======== ENTRIES PROVIDED ========

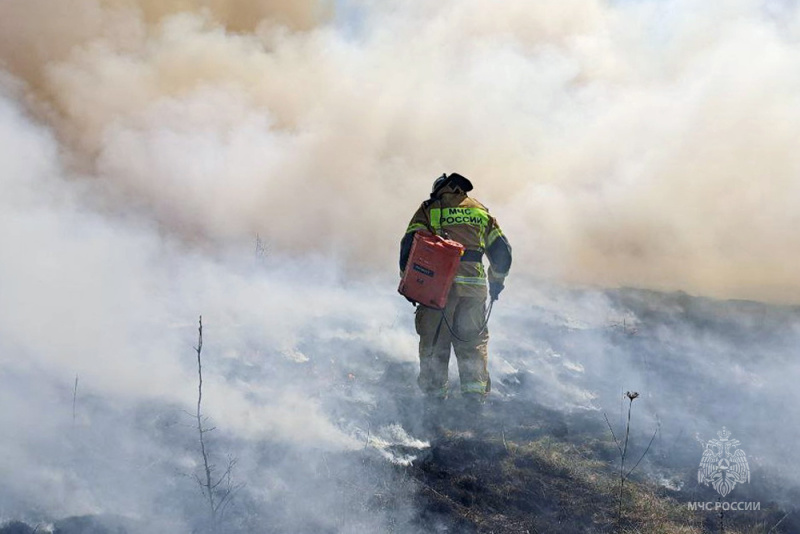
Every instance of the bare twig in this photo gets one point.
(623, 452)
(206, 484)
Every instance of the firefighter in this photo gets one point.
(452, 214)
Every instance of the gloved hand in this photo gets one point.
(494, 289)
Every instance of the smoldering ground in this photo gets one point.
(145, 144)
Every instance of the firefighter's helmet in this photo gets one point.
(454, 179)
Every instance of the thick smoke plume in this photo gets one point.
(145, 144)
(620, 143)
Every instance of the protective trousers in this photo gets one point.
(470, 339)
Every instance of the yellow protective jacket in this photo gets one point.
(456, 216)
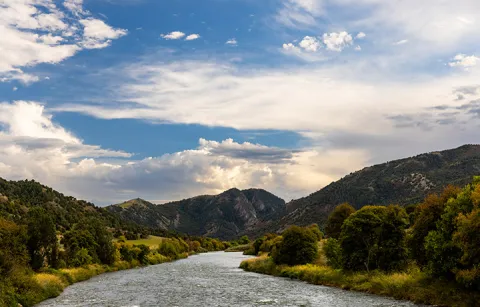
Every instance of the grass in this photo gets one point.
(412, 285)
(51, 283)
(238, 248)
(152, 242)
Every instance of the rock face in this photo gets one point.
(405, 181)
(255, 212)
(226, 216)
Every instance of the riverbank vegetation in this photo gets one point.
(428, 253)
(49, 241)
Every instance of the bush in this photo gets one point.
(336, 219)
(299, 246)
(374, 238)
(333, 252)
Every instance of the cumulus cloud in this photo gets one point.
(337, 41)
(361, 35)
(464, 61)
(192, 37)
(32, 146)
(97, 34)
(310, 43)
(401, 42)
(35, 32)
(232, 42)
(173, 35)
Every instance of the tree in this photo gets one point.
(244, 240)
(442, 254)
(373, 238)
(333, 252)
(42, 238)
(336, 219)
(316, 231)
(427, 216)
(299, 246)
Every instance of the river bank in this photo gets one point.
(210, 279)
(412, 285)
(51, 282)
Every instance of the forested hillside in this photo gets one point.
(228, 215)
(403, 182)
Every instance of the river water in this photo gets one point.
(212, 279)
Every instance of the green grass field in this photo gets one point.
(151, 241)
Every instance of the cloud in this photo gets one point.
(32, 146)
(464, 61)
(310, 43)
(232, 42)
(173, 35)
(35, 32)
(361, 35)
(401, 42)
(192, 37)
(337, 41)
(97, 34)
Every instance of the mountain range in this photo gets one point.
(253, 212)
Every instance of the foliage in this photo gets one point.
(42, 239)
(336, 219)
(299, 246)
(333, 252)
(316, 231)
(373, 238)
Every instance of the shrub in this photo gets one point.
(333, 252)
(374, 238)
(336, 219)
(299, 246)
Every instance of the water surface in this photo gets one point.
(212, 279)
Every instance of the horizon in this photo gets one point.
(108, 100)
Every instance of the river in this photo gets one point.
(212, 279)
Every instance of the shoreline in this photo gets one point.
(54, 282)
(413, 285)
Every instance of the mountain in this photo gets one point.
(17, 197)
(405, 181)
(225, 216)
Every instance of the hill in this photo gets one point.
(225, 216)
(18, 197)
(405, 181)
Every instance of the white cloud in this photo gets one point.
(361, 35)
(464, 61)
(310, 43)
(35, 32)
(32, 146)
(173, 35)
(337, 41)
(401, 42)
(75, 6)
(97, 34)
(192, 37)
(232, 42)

========
======== ENTRIES PROVIDED ========

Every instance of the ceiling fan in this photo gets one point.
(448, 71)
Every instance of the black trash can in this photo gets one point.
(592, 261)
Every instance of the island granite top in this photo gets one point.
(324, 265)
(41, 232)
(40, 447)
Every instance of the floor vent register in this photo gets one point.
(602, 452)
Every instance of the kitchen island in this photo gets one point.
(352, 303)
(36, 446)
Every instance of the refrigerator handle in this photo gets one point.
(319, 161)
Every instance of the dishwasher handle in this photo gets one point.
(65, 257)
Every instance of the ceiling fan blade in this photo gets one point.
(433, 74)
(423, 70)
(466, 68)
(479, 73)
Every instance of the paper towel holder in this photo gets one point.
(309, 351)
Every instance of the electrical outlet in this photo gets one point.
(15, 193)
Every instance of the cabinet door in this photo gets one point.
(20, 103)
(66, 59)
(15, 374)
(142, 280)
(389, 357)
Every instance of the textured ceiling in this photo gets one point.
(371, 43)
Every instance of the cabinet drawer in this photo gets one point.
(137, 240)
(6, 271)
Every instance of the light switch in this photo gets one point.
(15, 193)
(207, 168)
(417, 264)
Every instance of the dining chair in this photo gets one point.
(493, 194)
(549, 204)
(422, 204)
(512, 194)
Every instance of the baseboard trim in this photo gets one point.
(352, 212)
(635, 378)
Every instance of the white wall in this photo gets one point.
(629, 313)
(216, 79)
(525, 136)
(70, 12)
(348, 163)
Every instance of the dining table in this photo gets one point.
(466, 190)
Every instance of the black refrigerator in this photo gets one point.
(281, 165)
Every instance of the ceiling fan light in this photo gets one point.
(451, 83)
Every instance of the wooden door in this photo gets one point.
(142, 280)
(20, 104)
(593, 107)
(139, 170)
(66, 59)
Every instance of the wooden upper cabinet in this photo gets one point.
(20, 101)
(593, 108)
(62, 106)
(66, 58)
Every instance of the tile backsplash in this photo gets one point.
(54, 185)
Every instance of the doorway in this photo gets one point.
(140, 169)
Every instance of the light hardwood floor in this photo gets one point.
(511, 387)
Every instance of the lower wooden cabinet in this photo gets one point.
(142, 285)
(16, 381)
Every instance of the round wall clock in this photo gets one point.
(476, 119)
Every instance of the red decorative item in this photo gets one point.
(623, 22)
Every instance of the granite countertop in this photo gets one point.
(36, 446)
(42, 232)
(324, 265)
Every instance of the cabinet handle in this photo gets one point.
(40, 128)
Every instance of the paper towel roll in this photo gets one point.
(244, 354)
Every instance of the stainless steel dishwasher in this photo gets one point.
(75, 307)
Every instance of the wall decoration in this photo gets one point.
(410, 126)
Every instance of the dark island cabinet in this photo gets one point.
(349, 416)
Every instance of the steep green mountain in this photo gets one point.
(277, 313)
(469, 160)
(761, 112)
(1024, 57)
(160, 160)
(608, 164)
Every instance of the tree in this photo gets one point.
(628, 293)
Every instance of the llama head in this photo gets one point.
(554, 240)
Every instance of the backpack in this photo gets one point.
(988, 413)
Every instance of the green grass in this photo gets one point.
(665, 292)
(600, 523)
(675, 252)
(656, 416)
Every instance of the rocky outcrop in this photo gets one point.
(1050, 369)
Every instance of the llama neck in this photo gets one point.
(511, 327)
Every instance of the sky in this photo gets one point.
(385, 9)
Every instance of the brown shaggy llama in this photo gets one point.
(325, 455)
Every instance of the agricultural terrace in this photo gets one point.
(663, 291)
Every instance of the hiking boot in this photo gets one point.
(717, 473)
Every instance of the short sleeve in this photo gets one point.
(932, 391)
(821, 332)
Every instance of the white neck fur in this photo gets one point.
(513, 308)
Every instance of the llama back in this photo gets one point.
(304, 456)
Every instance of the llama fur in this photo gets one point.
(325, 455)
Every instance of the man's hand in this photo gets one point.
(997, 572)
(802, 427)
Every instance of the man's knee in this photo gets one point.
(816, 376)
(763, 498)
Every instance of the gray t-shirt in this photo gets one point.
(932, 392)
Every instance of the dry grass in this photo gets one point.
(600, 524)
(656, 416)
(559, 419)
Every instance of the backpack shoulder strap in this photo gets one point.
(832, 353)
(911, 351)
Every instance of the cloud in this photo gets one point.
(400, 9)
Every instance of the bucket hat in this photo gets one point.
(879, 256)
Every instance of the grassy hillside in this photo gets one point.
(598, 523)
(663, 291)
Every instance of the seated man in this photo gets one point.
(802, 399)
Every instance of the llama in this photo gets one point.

========

- [TO DO]
Count how many lines of the rows above contain the word "black". Give only the number.

- [CORRECT OUTPUT]
2